Photo-based referring expression data:
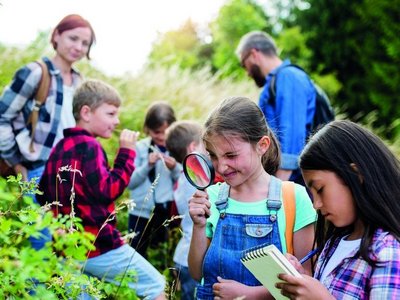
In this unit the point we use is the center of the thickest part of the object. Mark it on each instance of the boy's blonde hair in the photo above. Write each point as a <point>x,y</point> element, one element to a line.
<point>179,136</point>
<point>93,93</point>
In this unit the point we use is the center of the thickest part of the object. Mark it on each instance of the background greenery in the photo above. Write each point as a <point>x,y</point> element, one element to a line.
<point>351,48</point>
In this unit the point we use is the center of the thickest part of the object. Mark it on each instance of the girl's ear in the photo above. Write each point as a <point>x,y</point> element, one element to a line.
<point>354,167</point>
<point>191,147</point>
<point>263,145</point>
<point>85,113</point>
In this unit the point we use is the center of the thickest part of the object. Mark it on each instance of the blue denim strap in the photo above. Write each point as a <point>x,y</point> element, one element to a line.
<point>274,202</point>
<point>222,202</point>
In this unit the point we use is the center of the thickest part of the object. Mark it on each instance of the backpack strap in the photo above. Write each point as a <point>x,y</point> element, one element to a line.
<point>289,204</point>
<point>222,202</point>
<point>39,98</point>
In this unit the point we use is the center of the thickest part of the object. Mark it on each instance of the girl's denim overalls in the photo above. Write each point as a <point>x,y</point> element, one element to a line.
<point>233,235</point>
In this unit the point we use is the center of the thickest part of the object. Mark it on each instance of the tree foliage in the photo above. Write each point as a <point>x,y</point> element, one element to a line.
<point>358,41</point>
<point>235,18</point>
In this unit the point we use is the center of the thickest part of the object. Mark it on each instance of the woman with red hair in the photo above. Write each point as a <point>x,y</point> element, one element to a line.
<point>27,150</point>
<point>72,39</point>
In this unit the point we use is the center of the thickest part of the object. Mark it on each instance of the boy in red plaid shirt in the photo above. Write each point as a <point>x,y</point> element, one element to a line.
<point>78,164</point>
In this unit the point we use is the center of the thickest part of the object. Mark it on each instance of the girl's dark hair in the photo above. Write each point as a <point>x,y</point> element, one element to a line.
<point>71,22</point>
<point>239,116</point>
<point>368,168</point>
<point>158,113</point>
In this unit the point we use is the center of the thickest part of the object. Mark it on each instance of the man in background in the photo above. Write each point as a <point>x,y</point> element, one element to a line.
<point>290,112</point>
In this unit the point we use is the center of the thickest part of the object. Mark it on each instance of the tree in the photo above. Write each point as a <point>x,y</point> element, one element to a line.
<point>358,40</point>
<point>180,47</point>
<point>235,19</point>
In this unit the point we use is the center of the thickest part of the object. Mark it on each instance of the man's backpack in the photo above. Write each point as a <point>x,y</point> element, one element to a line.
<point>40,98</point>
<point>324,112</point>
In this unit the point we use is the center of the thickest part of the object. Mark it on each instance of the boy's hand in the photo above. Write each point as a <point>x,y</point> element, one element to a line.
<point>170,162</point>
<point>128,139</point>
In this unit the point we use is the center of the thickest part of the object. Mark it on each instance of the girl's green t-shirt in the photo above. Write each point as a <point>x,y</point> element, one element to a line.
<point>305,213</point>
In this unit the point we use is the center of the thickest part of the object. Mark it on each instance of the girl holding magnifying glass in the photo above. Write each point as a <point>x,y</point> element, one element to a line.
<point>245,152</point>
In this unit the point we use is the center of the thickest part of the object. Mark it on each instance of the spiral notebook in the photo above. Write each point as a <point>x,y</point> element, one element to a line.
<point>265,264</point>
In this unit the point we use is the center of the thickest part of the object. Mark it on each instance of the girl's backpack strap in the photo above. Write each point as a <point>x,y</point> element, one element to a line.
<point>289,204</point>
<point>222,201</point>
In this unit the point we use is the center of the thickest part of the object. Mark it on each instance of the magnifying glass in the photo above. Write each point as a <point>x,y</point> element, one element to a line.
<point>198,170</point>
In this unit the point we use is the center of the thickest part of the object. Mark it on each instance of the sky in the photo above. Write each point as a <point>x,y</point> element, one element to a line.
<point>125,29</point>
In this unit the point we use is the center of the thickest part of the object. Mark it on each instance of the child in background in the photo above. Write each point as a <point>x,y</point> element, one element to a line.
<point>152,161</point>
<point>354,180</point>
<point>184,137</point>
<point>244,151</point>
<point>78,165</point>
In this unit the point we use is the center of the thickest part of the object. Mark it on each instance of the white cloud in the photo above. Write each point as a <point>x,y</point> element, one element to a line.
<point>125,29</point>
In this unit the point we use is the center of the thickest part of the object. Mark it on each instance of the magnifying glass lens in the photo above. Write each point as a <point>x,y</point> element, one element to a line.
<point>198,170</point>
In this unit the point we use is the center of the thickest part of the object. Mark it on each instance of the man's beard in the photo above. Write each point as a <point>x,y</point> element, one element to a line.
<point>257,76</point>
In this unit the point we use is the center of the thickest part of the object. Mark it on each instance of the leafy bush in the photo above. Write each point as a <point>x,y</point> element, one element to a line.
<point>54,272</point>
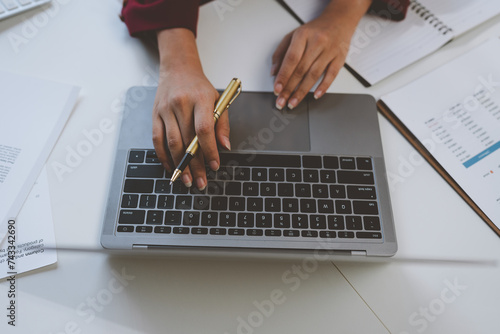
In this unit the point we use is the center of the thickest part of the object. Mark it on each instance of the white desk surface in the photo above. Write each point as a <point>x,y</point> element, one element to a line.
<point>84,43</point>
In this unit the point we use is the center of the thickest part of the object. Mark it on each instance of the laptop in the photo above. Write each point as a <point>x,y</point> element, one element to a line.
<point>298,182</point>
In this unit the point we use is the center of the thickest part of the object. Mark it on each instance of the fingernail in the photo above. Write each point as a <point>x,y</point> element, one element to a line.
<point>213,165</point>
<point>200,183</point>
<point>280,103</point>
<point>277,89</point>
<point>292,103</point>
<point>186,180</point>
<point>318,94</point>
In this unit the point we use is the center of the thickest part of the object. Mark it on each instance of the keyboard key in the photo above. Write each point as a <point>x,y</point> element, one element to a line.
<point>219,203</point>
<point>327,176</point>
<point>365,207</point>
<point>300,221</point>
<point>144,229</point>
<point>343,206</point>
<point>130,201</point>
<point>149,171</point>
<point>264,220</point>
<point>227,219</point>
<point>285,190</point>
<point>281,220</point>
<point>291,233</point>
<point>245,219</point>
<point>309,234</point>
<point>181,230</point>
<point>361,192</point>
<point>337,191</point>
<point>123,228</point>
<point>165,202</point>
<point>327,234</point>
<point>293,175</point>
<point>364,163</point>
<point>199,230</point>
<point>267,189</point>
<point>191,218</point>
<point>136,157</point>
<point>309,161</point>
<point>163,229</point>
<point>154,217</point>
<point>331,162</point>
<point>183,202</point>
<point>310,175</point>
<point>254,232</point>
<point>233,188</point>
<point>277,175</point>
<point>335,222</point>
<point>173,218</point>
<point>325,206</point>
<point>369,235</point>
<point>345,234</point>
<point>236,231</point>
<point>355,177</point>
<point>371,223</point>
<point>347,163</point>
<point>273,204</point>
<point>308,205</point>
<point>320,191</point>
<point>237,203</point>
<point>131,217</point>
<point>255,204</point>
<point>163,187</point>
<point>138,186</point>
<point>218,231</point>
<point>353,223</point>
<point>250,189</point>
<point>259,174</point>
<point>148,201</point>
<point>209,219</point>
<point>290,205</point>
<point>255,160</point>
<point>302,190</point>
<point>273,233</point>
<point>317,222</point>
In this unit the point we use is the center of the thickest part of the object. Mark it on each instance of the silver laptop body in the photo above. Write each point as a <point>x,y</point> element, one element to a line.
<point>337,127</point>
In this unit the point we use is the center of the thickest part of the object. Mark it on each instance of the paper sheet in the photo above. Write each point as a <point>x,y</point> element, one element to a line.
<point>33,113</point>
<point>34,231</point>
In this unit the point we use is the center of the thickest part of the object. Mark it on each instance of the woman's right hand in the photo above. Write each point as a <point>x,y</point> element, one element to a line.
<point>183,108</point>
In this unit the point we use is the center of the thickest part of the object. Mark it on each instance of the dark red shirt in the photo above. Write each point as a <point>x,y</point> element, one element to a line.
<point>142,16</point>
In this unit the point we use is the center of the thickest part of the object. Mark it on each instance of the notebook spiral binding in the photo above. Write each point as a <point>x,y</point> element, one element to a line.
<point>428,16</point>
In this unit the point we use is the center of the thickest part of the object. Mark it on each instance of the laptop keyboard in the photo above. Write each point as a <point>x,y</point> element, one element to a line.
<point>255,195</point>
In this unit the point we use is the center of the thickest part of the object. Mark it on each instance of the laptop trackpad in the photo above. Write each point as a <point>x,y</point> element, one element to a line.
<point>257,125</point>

WORK ORDER = Your task is to write out, exactly, the line that holds "the laptop trackpad" and every line after it until the records end.

FINISHED TASK =
In this unit the point we use is the center of the thickest part of the object. Mark it on each instance of the laptop trackpad in the photo above. Write each point as a <point>x,y</point> element, one element to a line.
<point>257,125</point>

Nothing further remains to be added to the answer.